#### RECORDS SHOWN
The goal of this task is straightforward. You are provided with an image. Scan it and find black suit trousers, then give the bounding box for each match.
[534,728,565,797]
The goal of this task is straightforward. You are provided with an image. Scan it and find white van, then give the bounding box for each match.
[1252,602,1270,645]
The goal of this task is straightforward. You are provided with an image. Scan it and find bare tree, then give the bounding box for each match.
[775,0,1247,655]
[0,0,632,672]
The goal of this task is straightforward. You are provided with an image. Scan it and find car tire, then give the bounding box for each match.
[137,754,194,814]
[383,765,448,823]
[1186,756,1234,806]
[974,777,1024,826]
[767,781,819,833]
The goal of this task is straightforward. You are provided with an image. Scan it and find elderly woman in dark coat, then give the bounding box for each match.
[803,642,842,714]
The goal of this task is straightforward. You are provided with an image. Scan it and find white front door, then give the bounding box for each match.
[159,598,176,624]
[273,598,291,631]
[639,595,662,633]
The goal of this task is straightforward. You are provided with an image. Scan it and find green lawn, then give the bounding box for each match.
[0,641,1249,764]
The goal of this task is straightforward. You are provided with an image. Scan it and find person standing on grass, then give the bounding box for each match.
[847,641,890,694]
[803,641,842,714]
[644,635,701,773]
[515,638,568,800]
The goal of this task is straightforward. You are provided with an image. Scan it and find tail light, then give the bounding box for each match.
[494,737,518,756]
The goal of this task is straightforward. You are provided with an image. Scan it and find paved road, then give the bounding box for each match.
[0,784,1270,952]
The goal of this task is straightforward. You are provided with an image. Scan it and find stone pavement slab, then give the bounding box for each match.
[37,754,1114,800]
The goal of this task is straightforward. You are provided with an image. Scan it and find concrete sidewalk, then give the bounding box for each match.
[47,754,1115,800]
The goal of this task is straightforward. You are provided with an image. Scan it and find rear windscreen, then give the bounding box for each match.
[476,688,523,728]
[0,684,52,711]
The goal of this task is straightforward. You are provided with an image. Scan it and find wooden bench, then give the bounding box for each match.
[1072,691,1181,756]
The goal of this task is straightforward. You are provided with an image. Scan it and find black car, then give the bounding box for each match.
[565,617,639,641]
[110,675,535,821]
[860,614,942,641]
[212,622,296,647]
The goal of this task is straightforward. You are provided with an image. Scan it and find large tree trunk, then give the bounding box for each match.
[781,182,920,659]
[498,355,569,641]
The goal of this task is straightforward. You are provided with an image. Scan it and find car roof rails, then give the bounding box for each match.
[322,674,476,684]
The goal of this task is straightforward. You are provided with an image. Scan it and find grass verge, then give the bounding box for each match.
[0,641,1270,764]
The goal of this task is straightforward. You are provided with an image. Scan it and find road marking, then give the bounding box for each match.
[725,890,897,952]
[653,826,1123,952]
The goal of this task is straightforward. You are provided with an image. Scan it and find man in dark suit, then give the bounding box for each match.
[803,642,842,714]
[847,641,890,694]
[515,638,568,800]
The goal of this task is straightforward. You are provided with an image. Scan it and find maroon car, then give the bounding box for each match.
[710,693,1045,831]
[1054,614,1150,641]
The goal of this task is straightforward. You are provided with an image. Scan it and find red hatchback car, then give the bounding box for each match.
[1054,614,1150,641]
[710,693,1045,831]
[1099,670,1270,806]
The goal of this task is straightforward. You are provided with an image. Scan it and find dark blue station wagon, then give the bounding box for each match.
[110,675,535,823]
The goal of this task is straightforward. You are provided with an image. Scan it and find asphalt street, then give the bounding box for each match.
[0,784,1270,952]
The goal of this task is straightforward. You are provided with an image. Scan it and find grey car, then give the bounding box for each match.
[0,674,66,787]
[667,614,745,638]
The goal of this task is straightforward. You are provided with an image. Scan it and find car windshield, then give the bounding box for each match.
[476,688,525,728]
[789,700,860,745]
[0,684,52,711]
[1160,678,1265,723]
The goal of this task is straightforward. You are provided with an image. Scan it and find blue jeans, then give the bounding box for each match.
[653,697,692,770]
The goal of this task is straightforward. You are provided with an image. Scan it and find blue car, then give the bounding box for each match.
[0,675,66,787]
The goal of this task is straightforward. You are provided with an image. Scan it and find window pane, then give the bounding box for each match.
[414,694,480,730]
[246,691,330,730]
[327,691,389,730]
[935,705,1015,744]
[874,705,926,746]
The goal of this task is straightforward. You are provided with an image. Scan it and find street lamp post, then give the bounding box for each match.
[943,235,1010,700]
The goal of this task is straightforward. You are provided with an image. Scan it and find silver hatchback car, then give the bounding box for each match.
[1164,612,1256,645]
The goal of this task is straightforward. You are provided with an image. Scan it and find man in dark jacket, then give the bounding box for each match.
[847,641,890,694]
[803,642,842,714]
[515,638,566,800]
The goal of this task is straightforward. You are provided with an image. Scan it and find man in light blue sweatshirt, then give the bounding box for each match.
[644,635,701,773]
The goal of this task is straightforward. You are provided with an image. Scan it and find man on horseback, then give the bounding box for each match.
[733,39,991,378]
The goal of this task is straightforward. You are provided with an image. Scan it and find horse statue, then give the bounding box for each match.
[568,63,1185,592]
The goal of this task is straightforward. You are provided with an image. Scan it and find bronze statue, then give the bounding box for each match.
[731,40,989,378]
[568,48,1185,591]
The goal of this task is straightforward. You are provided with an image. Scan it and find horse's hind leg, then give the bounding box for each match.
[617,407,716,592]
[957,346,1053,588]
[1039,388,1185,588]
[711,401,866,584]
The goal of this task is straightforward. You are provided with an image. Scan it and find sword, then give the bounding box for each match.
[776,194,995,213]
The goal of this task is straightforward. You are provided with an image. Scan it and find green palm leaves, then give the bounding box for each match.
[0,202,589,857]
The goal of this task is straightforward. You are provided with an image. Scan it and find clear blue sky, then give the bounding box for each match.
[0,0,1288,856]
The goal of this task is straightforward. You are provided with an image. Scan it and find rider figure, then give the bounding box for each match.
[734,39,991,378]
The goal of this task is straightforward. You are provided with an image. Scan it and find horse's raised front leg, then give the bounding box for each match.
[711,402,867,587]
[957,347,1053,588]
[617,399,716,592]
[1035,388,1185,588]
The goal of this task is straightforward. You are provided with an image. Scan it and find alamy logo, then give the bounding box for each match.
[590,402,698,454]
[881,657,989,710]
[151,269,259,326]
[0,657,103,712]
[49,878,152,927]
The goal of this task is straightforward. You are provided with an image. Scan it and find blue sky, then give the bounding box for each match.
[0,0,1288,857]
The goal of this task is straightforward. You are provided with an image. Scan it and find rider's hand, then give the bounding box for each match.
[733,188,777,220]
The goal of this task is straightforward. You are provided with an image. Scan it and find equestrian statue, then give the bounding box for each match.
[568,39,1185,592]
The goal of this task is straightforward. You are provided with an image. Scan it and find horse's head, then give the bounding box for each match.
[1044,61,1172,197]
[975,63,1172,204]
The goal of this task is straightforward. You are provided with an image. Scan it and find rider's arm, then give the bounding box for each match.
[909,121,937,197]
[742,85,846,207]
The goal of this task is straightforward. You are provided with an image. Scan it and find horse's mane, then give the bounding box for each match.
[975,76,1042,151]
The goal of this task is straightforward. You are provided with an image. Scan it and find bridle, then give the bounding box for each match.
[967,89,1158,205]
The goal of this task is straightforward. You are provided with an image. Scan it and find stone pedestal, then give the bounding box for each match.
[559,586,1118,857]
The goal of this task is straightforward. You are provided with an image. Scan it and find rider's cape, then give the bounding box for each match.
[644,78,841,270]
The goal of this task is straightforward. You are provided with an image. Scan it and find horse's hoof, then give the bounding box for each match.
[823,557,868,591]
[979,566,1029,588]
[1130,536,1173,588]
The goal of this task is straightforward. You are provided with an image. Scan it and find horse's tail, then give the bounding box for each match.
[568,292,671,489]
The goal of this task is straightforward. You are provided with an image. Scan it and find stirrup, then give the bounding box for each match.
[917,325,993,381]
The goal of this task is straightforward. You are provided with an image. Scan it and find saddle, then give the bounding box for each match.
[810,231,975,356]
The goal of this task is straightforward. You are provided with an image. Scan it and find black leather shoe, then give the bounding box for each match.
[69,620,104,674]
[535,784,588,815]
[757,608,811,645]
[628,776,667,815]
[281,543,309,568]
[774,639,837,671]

#### TASK BRIEF
Print the lines of the records again exactly, starting with the first line and going on through the line with "[0,0,632,672]", including both of those lines.

#### ANSWER BELOW
The goal of this task is straightforward. You are provided with an image. Scan it and find black suit trousers, then give the bounding box for each match.
[534,728,565,797]
The goal of this task is straightforward. You are provided with an image. Scan it and find white van, then give the bounding box for each match.
[1252,602,1270,645]
The goal of this task is straightforward. You are provided with an image. Scan it and find bare tree, then give the bounding box for each match.
[775,0,1247,655]
[0,0,632,672]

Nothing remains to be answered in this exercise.